(Short task):
Find every line below that contains the word "stainless" and copy those lines out, matching case.

(Supplied data):

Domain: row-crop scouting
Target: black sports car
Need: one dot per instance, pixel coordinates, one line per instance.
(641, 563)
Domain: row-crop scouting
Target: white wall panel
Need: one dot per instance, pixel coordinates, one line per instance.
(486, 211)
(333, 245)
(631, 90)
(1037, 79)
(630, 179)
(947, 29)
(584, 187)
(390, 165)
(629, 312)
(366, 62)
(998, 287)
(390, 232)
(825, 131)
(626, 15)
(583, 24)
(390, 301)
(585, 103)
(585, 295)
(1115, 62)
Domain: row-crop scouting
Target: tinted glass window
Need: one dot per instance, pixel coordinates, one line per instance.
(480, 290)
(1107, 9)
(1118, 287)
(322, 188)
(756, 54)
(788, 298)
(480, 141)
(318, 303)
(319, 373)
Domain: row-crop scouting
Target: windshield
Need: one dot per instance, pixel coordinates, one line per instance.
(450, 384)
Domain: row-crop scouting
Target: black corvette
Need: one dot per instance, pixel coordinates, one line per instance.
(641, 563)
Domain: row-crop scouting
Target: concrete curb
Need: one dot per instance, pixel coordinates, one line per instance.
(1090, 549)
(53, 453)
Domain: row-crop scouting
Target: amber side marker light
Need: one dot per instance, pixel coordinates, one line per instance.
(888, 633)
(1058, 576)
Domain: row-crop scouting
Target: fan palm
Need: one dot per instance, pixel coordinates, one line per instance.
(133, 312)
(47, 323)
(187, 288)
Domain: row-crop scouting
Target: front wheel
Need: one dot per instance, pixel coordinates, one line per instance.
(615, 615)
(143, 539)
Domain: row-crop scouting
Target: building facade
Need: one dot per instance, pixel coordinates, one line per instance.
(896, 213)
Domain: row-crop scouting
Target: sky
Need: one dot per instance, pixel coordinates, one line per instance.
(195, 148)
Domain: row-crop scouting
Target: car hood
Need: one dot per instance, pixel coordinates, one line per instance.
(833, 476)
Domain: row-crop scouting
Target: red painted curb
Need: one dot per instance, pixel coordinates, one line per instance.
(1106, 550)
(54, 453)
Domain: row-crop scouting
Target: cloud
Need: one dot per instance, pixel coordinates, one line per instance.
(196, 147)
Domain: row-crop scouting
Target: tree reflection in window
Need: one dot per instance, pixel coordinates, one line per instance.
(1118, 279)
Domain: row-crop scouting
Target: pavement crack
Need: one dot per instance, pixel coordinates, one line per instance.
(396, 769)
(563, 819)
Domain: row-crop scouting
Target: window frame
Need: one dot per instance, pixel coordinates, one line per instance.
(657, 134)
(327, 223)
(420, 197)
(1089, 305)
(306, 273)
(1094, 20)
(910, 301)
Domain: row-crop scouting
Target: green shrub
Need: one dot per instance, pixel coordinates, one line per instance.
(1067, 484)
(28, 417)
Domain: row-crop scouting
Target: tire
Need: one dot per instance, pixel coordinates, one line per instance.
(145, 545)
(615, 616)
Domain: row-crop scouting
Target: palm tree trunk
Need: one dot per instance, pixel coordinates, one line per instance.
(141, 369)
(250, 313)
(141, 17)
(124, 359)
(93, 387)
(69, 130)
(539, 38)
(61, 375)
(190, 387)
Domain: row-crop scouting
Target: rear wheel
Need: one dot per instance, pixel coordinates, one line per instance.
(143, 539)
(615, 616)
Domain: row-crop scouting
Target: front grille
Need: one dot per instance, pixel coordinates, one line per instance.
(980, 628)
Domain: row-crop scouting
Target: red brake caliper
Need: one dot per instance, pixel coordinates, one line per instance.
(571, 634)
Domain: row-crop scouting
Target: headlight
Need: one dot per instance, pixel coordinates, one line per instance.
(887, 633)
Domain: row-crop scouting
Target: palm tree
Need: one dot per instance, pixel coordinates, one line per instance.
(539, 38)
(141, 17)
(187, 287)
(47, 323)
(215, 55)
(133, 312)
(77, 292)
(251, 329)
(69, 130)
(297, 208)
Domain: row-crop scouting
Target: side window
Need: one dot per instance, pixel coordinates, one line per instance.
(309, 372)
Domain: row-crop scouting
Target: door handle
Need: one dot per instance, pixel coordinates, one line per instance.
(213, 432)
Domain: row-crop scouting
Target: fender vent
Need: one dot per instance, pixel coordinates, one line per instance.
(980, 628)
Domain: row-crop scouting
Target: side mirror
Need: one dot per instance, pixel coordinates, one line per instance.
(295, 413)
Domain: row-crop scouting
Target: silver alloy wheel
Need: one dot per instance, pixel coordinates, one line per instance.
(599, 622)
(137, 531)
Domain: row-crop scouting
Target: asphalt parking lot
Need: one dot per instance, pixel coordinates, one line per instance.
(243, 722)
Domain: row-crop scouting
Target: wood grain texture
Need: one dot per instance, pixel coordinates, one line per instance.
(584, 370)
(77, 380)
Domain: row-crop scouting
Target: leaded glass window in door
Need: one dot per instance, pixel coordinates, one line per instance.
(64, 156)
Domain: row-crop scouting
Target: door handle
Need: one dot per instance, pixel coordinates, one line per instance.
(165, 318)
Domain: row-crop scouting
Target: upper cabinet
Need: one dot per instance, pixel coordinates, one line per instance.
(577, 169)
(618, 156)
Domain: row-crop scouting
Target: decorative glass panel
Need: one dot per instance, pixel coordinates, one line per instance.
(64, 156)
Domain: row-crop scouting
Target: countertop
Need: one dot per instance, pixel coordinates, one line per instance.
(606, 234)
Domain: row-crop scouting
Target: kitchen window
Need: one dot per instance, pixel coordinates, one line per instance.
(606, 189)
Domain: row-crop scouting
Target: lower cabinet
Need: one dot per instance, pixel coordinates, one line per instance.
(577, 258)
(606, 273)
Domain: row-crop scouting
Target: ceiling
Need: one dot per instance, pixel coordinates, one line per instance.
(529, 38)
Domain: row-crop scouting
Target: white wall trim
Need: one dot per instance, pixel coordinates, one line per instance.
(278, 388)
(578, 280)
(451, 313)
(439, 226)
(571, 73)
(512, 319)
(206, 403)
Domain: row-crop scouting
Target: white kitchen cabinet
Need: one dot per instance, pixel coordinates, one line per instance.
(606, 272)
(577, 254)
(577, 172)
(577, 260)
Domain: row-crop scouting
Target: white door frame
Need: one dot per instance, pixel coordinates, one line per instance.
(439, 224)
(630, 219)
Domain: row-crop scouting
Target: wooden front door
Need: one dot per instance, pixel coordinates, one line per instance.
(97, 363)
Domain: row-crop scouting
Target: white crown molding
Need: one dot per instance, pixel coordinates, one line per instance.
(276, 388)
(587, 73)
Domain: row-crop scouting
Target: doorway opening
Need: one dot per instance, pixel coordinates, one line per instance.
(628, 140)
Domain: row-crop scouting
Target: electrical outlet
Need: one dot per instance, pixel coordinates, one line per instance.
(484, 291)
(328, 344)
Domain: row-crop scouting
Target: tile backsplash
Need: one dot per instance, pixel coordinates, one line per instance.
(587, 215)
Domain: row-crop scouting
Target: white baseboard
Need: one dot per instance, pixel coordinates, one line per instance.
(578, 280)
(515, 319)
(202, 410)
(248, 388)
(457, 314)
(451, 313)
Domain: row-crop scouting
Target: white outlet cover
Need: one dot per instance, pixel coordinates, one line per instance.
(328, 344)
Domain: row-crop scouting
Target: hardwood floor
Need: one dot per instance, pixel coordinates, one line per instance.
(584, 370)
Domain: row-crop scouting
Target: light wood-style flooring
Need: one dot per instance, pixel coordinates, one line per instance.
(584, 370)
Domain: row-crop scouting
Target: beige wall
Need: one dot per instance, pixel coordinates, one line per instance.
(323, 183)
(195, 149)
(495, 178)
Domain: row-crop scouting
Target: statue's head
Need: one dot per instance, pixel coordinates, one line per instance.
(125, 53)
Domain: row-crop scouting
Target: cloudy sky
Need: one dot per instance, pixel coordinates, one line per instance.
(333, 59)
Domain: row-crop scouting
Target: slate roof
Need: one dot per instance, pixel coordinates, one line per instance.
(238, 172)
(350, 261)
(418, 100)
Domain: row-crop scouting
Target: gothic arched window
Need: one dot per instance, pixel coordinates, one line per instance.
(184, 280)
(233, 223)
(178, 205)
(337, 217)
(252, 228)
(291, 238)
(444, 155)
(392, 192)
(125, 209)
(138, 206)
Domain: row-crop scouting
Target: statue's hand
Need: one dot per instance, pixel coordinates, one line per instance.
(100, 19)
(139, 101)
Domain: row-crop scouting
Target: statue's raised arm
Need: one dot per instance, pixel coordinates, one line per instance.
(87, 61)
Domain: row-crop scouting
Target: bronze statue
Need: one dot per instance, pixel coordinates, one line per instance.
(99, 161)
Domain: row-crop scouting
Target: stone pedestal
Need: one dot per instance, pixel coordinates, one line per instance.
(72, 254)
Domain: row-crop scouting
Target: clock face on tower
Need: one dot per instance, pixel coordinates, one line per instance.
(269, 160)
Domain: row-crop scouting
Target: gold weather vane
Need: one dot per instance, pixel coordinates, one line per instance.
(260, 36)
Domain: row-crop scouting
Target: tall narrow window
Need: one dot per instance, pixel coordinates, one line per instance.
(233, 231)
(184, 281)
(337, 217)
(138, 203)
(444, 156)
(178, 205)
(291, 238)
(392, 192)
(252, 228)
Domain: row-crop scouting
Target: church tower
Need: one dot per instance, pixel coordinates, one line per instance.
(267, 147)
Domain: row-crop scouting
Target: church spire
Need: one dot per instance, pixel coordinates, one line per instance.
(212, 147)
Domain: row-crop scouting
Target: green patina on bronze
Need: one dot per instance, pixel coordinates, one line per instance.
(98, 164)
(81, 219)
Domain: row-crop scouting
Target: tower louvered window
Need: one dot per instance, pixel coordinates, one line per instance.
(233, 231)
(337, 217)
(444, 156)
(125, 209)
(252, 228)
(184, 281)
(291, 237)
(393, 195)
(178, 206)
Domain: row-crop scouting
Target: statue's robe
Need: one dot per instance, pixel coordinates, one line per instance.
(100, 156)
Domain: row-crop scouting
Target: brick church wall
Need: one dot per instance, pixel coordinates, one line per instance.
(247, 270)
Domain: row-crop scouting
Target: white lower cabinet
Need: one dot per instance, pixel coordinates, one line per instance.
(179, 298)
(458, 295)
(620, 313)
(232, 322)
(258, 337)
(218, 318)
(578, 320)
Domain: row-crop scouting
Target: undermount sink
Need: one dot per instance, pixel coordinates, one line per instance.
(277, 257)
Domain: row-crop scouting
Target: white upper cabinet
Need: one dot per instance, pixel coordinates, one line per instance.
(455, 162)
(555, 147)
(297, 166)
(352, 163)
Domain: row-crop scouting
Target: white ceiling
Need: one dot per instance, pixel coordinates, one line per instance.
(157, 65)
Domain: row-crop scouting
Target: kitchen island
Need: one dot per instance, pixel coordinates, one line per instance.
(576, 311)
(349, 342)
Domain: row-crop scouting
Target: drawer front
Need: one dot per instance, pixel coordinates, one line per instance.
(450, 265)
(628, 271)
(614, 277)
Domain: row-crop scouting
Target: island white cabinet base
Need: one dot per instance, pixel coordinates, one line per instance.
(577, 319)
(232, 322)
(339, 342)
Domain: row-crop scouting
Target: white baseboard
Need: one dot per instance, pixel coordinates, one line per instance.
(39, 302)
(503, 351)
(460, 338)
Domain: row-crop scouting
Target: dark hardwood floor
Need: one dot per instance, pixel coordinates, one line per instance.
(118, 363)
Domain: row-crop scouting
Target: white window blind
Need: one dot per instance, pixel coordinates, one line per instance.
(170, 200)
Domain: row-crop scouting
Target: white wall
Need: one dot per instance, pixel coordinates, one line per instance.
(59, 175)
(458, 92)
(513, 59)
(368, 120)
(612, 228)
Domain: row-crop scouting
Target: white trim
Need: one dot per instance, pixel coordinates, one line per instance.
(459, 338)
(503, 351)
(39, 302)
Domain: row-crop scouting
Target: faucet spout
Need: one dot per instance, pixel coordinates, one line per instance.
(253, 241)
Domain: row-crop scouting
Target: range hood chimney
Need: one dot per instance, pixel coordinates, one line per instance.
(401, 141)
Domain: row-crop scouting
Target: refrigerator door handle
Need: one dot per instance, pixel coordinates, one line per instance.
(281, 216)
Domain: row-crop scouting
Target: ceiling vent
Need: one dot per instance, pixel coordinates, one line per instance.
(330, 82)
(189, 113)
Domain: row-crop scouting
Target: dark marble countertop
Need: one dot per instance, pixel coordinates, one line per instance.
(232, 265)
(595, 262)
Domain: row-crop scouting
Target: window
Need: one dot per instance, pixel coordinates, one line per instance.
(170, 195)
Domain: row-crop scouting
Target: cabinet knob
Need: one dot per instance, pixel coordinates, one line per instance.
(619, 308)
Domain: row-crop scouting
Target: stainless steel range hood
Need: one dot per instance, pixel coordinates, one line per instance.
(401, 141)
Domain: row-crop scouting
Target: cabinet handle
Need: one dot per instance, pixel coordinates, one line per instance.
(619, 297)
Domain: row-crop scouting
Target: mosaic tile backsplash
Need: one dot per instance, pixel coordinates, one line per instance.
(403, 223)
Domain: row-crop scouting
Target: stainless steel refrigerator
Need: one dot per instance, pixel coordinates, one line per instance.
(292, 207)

(Task result):
Target: stainless steel range hood
Target: stainless steel refrigerator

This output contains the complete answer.